Your assignment => Make an exact copy of all the data, pictures excluded.

Data =>

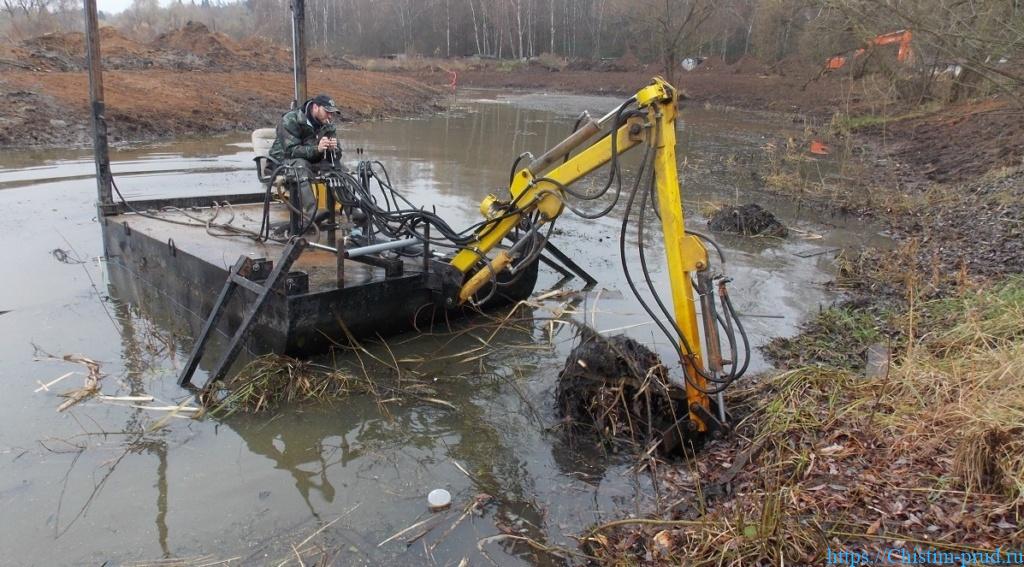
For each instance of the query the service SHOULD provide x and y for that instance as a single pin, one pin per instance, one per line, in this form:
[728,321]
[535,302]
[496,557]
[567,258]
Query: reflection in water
[272,478]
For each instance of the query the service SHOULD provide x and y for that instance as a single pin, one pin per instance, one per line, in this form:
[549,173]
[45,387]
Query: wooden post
[99,149]
[299,50]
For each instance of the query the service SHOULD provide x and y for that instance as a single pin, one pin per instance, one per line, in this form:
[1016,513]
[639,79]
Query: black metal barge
[317,306]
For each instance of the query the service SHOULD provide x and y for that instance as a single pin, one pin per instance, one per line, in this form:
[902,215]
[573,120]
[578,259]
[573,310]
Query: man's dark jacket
[298,136]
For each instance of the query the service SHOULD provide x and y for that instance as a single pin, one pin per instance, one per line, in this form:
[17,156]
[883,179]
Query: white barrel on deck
[263,139]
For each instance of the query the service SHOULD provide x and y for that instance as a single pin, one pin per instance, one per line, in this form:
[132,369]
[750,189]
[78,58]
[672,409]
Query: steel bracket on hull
[236,278]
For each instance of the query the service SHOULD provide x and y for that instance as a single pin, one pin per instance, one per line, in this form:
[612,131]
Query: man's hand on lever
[327,143]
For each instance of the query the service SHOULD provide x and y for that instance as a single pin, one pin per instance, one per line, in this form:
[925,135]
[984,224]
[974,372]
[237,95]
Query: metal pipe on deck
[372,249]
[104,179]
[299,50]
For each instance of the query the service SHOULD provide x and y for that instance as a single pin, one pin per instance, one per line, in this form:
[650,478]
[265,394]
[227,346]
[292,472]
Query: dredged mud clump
[616,390]
[750,220]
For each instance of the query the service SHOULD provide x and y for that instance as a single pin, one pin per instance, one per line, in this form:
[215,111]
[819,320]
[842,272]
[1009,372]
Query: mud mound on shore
[749,219]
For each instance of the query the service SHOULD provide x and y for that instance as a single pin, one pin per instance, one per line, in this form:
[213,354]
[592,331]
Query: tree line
[981,35]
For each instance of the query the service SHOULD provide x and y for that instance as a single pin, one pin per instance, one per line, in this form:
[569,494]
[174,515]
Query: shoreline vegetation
[925,451]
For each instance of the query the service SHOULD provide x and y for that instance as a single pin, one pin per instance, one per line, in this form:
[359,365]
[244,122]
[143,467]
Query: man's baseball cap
[326,101]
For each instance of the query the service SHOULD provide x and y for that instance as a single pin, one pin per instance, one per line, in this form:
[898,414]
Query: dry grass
[930,455]
[271,381]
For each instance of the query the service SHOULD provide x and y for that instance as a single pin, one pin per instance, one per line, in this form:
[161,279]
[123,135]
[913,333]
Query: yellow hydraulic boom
[539,188]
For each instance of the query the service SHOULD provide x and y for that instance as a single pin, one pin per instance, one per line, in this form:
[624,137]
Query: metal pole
[99,148]
[299,49]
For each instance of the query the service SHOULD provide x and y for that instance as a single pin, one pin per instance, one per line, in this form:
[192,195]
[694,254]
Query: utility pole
[100,151]
[299,50]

Answer to this task =>
For each instance of the query the service SHOULD provide x and y for that instance as a single pin, one pin per instance, one per line, in this form:
[728,321]
[535,302]
[496,557]
[567,258]
Query: reflection in water
[272,478]
For each instance of the query the service SHOULD provide x and y for that instance as a single pin, one pin per instance, one per line, in this form:
[549,173]
[45,387]
Query: wooden post
[99,149]
[299,50]
For each instance of the query the service SHOULD provide x and y for that instance as a single pin, one pin per instance, one per line, in this form:
[1016,513]
[639,79]
Query: black metal barge
[317,306]
For each instance of the query the service SHOULD provide x and y for that instance as a single pin, one pin per instance, one per line, in this form:
[902,215]
[573,120]
[578,259]
[573,310]
Query: man's dark jacket
[298,136]
For each instance of the query the service SHOULD provide x and y for that instance as a single pin, one pin per instance, one per line, in this form:
[17,156]
[883,179]
Query: white barrel on deck
[263,139]
For each instance of the query the service SHOULD provide x and y for that instance as a single pin, one pin per instance, one per line, in this form:
[132,369]
[750,189]
[78,58]
[672,409]
Query: steel bracket on hull
[236,278]
For each instance of the query the service SHOULD provide x and y for that instance as a single pin, one pin per instance, one per line, in this form:
[612,131]
Query: man's hand on lever
[327,143]
For each instance of the query the service SHOULD provide x and y for that instance as a single pin, one pin per instance, one per line, in this form:
[925,135]
[984,224]
[974,372]
[237,95]
Query: metal pipe on deck
[372,249]
[104,179]
[299,50]
For each instance of the query the service SHOULD provide x and y for that instance as a single pin, one pin per instance, one per line, in this form:
[650,478]
[265,394]
[227,346]
[292,472]
Query: dredged mud clump
[616,390]
[750,220]
For each instance of the query the service SHOULD provide x and y for that instance as a single pin, one pin per instance, one per line, in this form:
[215,111]
[819,320]
[842,272]
[1009,372]
Query: mud mound on shore
[749,219]
For each instance of the query the service SHOULD provide x and y for that instance as a single pin, one pin per instance, one per line, in this form:
[213,354]
[592,331]
Query: tree line
[981,35]
For each instance of the query the service SHOULD provide x and y for that instance as a single pin, one pin per instance, one per line, in this form:
[569,494]
[174,515]
Query: shoreline vegetation
[925,451]
For each instance of the query the service SHOULD provide x and y for that instance as a single pin, one pin per instance, one per line, in this form:
[359,365]
[244,122]
[143,467]
Query: man's baseball cap
[326,101]
For each instance of the query the service SHOULD provide x and y for that instance as a single pin, one pin per instance, one per line, in this form:
[898,414]
Query: dry grass
[930,455]
[271,381]
For each instance of the query the service SHOULD provide x and y for that instance as a single pin, one pin per instance, one per line, in this form:
[161,279]
[123,135]
[913,333]
Query: yellow hydraulic boom
[539,188]
For each instance of the query the service SHOULD provide x and y for that instance as a single pin, one pin per instance, one per line, in this form:
[624,137]
Query: metal pole
[99,148]
[299,49]
For each instance of the query the service SHOULD provide x and y for that instance as a single pin, one pin per instance, one per line, in this form:
[192,195]
[694,254]
Query: utility pole
[100,151]
[299,50]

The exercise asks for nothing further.